Task requirements.
Please answer from the essay below on writing a novel: where does Ramchand work?

I feel completely nonplussed if anyone asks me why I write, or why I wrote
this particular novel. I have no intelligent answer to this. It is as good as
asking me why I live. How can I compress into a few words every thought, every
breath, every idea, the moments of satisfaction, those of frustration and then
the apprehensive feeling in your stomach when you look at the finished
manuscript.
The circumstances weren't easy. In the section of society I come from, it is
very irregular to be a young woman who isn't married. It is worse when you are
one who doesn't have a stable, regular job. And if you also don't live with
your family, you are just unacceptable. I was, and still am, all three. It didn't make writing any easier.
My novel is about a twenty-six year old man, Ramchand, who works as an
assistant in a sari shop in the old city of Amritsar. And while I was writing
this novel, he almost lived with me, peering over my shoulder while I boiled
eggs, standing at windows looking out towards the sunshine on cold winter
mornings and walking silently by me whenever I went out. His pain was mine, his
headaches became mine, I was happy and hopeful when he was. Imagination merged
with reality. Time and space shrank in a way I still do not understand. It was
a strange state. And somewhere down the line, it became sheer hard work,
fifteen hours a day (I am a little immodest about this, my teachers always
called me lazy, dreamy and careless).When the final draft was over, I felt
strangely bereft, as if I had lost someone. I miss Ramchand. I can't be more
coherent than this.

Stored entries
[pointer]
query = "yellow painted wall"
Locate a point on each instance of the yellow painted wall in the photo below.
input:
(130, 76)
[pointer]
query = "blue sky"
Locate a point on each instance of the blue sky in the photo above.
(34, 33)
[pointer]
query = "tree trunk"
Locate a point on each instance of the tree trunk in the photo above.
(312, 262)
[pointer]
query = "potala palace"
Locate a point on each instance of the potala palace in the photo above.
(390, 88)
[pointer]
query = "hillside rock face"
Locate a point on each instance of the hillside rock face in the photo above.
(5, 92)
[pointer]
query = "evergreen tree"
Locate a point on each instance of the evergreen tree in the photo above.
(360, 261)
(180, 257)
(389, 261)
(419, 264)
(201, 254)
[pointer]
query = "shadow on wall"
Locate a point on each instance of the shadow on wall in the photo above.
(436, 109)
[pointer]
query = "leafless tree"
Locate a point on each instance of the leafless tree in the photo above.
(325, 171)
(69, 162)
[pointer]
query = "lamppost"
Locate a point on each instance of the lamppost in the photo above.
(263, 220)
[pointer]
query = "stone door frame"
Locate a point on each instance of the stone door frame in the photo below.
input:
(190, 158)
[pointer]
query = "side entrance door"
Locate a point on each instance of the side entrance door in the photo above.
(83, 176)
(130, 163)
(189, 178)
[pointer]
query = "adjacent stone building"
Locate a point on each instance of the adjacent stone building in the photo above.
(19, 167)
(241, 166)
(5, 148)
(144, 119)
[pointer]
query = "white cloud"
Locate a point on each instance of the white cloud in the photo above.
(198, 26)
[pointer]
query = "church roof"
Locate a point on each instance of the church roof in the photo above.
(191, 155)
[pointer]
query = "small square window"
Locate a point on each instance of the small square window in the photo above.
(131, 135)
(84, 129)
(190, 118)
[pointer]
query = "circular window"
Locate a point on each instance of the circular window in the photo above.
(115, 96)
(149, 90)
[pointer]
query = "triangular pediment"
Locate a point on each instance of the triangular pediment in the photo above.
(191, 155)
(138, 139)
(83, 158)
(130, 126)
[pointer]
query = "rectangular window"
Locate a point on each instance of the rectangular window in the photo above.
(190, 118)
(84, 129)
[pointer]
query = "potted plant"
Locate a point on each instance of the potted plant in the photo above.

Final answer.
He works as an assistant in a sari shop in the old city of Amritsar.